▶ **Try it**
Give back the entries below verbatim.

▶ **Exercise materials**
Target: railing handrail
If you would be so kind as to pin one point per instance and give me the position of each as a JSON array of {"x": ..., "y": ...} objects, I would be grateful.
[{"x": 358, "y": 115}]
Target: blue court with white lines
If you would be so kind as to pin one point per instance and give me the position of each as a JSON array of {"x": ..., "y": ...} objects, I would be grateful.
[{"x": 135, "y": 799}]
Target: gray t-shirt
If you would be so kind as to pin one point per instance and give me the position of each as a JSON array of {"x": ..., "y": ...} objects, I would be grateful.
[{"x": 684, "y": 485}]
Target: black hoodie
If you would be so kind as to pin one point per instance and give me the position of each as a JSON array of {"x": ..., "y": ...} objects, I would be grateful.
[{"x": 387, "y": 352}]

▶ **Worked solution**
Target: railing handrail
If you would be so kind as to pin one point per instance and give me the position of each as a JSON array of {"x": ..., "y": ...} objects, I would be grateful.
[{"x": 358, "y": 115}]
Target: blue court with white lines
If you would be so kind as to pin one point per instance and give me the position of each as a JSON array of {"x": ..., "y": ...} objects, I would be grateful.
[{"x": 135, "y": 799}]
Target: gray t-shirt
If you would be so kind as to pin one point per instance and give me the position of each as a JSON array of {"x": ..., "y": ...} objects, I would be grateful.
[{"x": 684, "y": 485}]
Target: black hoodie
If you would be so kind as to pin one point per instance and give me the position of each as a JSON array of {"x": ..., "y": ...} objects, I would be grateful.
[{"x": 387, "y": 352}]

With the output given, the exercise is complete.